[DATASET CONTENT — start]

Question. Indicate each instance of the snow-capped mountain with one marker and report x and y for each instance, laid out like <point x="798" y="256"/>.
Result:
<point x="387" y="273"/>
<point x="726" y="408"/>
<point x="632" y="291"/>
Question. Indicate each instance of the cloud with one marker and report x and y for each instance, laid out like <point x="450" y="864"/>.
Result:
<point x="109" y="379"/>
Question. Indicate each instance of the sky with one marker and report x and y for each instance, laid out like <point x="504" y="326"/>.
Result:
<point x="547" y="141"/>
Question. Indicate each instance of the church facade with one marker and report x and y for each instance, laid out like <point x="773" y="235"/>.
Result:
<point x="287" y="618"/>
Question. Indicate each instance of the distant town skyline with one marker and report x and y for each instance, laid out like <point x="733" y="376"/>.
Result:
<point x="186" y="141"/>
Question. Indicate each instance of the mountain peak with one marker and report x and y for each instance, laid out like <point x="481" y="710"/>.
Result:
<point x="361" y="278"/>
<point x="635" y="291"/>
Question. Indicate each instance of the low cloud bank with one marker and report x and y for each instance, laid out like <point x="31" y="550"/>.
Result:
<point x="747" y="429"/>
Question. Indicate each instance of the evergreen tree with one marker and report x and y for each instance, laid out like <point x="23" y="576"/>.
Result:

[DATASET CONTENT — finish]

EXERCISE INSTRUCTIONS: Copy whichever lines above contain the string "cloud".

WORKED SOLUTION:
Question. Indicate each instance of the cloud with one marker and report x and y for each instance, laid out like <point x="450" y="864"/>.
Question. Indicate each instance of the low cloud bank with one marker and report x and y for each instance, laid out like <point x="31" y="550"/>.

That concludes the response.